### Given information:
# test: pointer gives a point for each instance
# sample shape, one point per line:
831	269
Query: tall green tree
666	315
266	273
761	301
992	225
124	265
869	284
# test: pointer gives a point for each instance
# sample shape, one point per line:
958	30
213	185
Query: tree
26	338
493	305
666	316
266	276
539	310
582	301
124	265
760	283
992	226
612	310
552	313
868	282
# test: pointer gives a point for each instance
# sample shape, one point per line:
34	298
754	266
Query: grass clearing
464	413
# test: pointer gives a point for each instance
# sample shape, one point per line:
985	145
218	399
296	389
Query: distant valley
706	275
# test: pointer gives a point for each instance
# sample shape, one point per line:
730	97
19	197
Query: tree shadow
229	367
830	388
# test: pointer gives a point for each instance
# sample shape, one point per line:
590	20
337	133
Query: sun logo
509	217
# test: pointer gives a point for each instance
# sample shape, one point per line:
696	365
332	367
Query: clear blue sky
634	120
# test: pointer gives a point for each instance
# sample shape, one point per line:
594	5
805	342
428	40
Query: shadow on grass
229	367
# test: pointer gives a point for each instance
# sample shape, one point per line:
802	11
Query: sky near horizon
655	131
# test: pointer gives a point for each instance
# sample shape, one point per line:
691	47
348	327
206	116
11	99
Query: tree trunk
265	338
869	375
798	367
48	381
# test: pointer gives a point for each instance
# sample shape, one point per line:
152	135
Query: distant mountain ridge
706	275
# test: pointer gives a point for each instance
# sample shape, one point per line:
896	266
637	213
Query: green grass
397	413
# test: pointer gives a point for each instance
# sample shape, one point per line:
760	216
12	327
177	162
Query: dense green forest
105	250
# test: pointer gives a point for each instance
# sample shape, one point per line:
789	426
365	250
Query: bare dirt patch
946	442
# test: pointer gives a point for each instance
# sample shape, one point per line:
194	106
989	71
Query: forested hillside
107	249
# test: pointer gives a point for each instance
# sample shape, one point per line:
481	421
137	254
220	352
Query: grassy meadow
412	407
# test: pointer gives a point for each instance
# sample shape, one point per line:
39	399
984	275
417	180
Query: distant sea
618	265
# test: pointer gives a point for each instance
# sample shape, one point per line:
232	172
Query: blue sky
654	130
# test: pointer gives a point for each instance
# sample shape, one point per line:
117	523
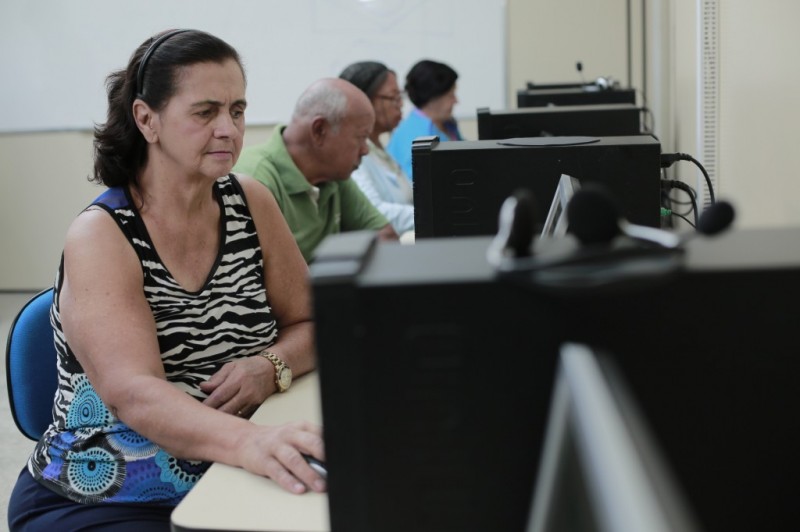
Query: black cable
649	128
685	219
668	158
680	185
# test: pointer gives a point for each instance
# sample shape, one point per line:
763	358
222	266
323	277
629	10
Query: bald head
328	133
332	99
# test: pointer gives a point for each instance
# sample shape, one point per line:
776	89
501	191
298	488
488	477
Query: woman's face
388	104
200	130
441	108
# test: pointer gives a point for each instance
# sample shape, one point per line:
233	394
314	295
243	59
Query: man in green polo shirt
307	165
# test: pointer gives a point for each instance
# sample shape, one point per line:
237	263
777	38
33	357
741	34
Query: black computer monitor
587	95
601	468
436	374
556	223
459	187
594	120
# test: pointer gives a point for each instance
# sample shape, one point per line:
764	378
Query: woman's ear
145	118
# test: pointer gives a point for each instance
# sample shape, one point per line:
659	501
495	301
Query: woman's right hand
277	452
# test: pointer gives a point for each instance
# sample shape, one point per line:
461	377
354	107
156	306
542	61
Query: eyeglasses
397	99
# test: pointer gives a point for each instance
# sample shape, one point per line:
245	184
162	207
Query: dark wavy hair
120	150
428	80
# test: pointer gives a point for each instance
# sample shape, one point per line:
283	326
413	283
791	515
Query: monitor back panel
573	96
594	120
459	187
436	376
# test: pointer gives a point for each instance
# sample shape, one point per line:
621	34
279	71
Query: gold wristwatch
283	374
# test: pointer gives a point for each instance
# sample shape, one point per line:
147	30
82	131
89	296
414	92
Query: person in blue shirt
431	87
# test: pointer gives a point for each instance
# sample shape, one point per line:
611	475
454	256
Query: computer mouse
316	465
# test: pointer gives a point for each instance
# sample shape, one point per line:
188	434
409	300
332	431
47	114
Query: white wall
42	175
758	105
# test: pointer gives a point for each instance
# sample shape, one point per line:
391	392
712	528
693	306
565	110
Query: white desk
229	498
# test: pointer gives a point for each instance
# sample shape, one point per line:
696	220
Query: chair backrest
31	372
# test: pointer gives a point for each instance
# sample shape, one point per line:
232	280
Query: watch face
284	378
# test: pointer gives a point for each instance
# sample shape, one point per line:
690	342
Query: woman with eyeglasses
431	87
379	176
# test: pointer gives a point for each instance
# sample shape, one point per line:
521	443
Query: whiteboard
56	54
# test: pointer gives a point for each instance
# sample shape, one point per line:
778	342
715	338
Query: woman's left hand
240	386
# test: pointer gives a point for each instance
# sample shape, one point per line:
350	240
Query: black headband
146	57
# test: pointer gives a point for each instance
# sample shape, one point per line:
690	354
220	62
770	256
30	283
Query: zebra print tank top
90	456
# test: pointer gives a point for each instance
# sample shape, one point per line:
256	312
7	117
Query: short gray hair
323	99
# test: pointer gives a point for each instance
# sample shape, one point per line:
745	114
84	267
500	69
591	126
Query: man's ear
144	117
320	128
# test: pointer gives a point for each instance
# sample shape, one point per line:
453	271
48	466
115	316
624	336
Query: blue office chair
31	373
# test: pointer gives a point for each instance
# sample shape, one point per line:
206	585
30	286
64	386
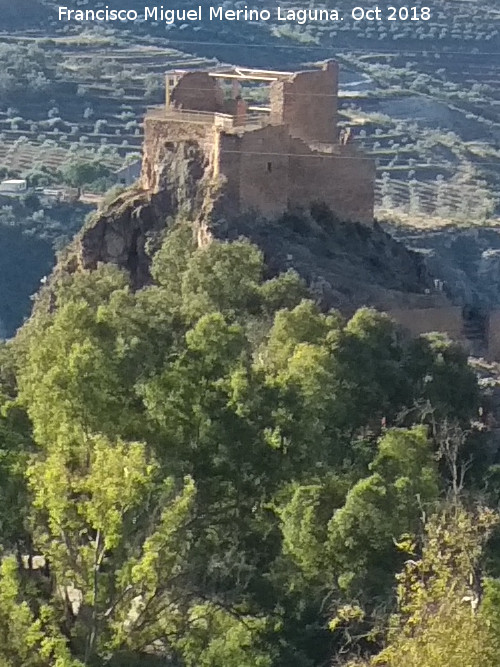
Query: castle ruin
265	158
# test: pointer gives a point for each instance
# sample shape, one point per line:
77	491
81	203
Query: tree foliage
211	466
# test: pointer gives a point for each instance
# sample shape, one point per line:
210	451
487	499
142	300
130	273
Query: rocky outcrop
465	261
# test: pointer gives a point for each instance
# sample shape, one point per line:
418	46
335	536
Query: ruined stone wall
417	321
229	168
307	103
344	181
264	170
197	91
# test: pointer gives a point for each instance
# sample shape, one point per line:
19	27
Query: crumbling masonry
263	158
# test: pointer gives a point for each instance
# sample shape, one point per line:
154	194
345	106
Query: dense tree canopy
211	468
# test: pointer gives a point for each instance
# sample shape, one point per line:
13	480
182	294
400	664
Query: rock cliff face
346	264
466	261
179	184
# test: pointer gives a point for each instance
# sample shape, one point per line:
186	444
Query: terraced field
423	99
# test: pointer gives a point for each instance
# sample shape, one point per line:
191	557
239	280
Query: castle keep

### What the task requires:
Quote all the records verbatim, dropping any pictures from your copy.

### Answer for the task:
# test: pointer gives a point for each instance
# sample shape, one point per line:
831	269
Query: tall green tree
666	315
266	273
761	301
992	225
124	265
869	284
# test: pointer gives a point for each instance
# sample shape, one point per line:
958	30
213	185
Query: tree
26	338
493	305
666	316
266	276
539	310
582	301
124	265
760	283
992	226
612	310
552	313
868	282
# test: pointer gives a point for each instance
# sample shape, one point per line:
34	298
754	266
Query: grass clearing
464	413
# test: pointer gives a point for each instance
# sample shape, one point per line:
985	145
218	399
296	389
Query: distant valley
706	275
# test: pointer gives a point for each instance
# sample shape, one point per line:
730	97
19	197
Query: tree shadow
229	367
830	388
# test: pointer gives a point for each instance
# sample shape, one point per line:
590	20
337	133
Query: sun logo
509	217
# test: pointer gives a point for each instance
# sample shape, one point per line:
696	365
332	367
Query: clear blue sky
634	120
# test: pointer gives a point for each instance
# sample shape, one point per line:
594	5
805	342
428	40
Query: shadow on grass
229	367
# test: pointer gives a point for each instance
# sample shape, one point per line:
802	11
Query: sky near horizon
655	131
# test: pointer gives a point for each instance
# sample shape, one point per line:
691	47
348	327
206	116
11	99
Query: tree trunk
265	338
869	375
798	367
48	381
# test: pointer gives a point for each instance
# sample shape, one point per line:
152	135
Query: distant mountain ridge
706	275
# test: pointer gives a point for each instance
# sample shape, one point per line:
896	266
637	213
Query: green grass
397	413
# test: pointer gives a point for each instance
# sample shape, one point per line:
760	216
12	327
177	162
Query: dense green forest
105	250
# test: pointer gives a point for each instance
# sample shape, one point per line:
789	426
365	250
Query: bare dirt patch
946	442
# test: pointer gives a point for each instance
# sample shape, one point per line:
194	106
989	71
Query: forested hillside
107	249
# test: pointer gives a point for each instance
# sample shape, one point per line:
481	421
137	254
220	352
Query: grassy meadow
412	407
# test: pointer gives a point for each instance
# sample shape, one point per line:
39	399
984	275
417	180
Query: distant sea
618	265
# test: pointer gives a point for each instance
# sample shape, one point per line:
232	172
Query: blue sky
654	130
# test: pointer gives a point for each instance
# sample shape, one point per line:
117	523
Query: black cable
649	128
685	219
668	158
680	185
# test: pointer gives a point for each instance
# sample shape, one point per line:
763	358
222	266
323	277
629	10
Query: bald head
328	133
332	99
# test: pointer gives a point for each instance
# sample shape, one point per line:
776	89
501	191
298	488
488	477
Query: woman's face
388	104
200	130
441	108
# test: pointer gives a point for each instance
# sample shape, one point per line:
233	394
314	295
243	59
Query: man in green polo shirt
307	165
# test: pointer gives a point for each instance
# sample shape, one point per line:
237	263
777	38
33	357
741	34
Query: black computer monitor
587	95
601	468
436	374
556	223
459	187
594	120
# test: pointer gives a point for each instance
# sample shape, one point per line:
764	378
Query: woman's ear
145	118
# test: pointer gives a point for each instance
# sample shape, one point per line:
659	501
495	301
Query: woman's right hand
277	452
# test: pointer gives a point for each instance
# sample shape, one point per line:
461	377
354	107
156	306
542	61
Query: eyeglasses
397	99
# test: pointer gives a point for each instance
# sample shape, one point per line:
245	184
162	207
Query: dark wavy hair
120	150
428	80
# test: pointer gives a point for each instance
# sample shape, one point per line:
283	326
413	283
791	515
Query: monitor back panel
573	96
594	120
459	187
436	376
# test: pointer gives a point for each instance
# sample shape, one point per line:
621	34
279	71
Query: gold wristwatch
283	374
# test: pointer gives a point for each instance
# sample shape, one point per line:
147	30
82	131
89	296
414	92
Query: person in blue shirt
431	87
# test: pointer gives a point for each instance
# sample shape, one point per line:
611	475
454	256
Query: computer mouse
316	465
# test: pointer gives a point for each instance
# sample shape, one point per line:
188	434
409	300
332	431
47	114
Query: white wall
42	175
758	105
# test: pointer gives a point for each instance
# sample shape, one point per line:
391	392
712	528
693	306
565	110
Query: white desk
229	498
# test: pointer gives a point for each instance
# sample shape, one point per line:
696	220
Query: chair backrest
31	372
# test: pointer gives a point for each instance
# sample shape, one point per line:
232	280
Query: watch face
284	378
# test: pointer gives a point for each instance
# sample shape, one point per line:
690	342
Query: woman with eyeglasses
431	87
379	176
# test: pointer gives a point for each instance
# sample shape, one point per line:
521	443
Query: whiteboard
56	54
# test: pointer gives a point for each instance
# sample shape, one point per line:
778	342
715	338
Query: woman's left hand
240	386
# test: pointer gives a point for each instance
# sample shape, one point per line:
350	240
Query: black headband
146	57
# test: pointer gives a point for each instance
# sample shape, one point per line:
690	354
220	62
770	256
30	283
Query: zebra print tank top
90	456
# test: pointer gives a point for each instance
# sample shape, one point per line:
256	312
7	117
Query: short gray hair
323	99
# test: pointer gives a point for each instance
# sample shape, one point per line:
745	114
84	267
500	69
591	126
Query: man's ear
144	117
320	128
# test: pointer gives a point for each instance
# sample shape, one point per line:
453	271
48	466
115	316
624	336
Query: blue office chair
31	373
# test: pointer gives a point for each instance
# sample shape, one point per line:
206	585
30	286
64	386
Query: castle ruin
265	158
# test: pointer gives a point for each instance
# sample shape, one point per line:
77	491
81	203
Query: tree foliage
211	466
# test: pointer gives a point for each instance
# sample shape, one point per line:
210	451
487	499
142	300
130	273
Query: rocky outcrop
465	261
# test: pointer gives a point for each instance
# sample shape, one point per line:
418	46
335	536
Query: ruined stone wall
417	321
229	168
307	103
344	181
264	170
197	91
# test: pointer gives a point for each instance
# sample shape, one point per line:
19	27
Query: crumbling masonry
263	158
# test: pointer gives a point for each instance
# sample shape, one point per line:
154	194
345	106
Query: dense tree canopy
211	468
# test: pointer gives a point for each instance
# sample shape, one point per line:
13	480
182	294
400	664
Query: rock cliff face
346	264
466	261
179	184
# test: pointer gives a point for each instance
# sample shape, one point per line:
186	444
Query: terraced field
423	99
# test: pointer gives a point for each instance
# sample shape, one point per line:
191	557
239	280
Query: castle keep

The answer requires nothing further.